SET PROBLEM: Rewrite every line of the listing below, including the requests, and shift each coordinate in the answers by adding 71 to it. Leave the requests and their format samples unchanged.

[Excerpts from point annotation data]

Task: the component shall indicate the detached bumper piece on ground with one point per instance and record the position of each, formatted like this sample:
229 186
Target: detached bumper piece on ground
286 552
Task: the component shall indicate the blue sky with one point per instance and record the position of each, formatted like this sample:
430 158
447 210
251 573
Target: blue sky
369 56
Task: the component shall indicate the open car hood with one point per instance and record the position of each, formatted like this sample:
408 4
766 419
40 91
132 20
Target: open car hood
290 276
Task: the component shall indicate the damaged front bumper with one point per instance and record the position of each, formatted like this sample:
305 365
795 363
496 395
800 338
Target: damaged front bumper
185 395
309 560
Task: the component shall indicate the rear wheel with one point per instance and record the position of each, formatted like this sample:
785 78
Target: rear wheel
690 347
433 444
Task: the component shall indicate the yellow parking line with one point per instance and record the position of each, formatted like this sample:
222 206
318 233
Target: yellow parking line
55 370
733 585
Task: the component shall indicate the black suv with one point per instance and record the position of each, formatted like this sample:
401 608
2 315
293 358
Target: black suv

EXERCISE OUTPUT:
Task: the component shall indicate the detached bumper piece on ground with one point per instance and record the position of each, formatted like this sample:
229 186
Target: detached bumper piece on ground
357 623
Task: the component shall indicate the blue sky with one point per instance and record the position of each, formatted like this sample:
430 158
447 210
251 573
Target: blue sky
440 127
Task: the component shall indicate the open car hood with one point per instance and record the position of each, formatted like this sample:
408 4
766 419
40 91
132 20
Target: open car hood
361 347
Task: the component shall indicate the damaged front bumper with one point per instance and record the position of each, formatted like this sample:
305 365
795 363
496 395
800 338
Target: damaged front bumper
256 466
380 631
Task: the component shall indicate the rear wheel with one point per instance and record the position of each, formatted like this sample:
785 78
Target: rear wheel
761 418
504 515
Task: the component shall indicate the yellow parking line with one point per instance and record the position of each, formatted like this sample:
222 206
318 233
Target: yellow parking line
126 441
804 656
Task: the component shall indicate the black suv with one point per instance and record the position of each, formatted like this sample:
401 608
2 315
293 358
Target: black suv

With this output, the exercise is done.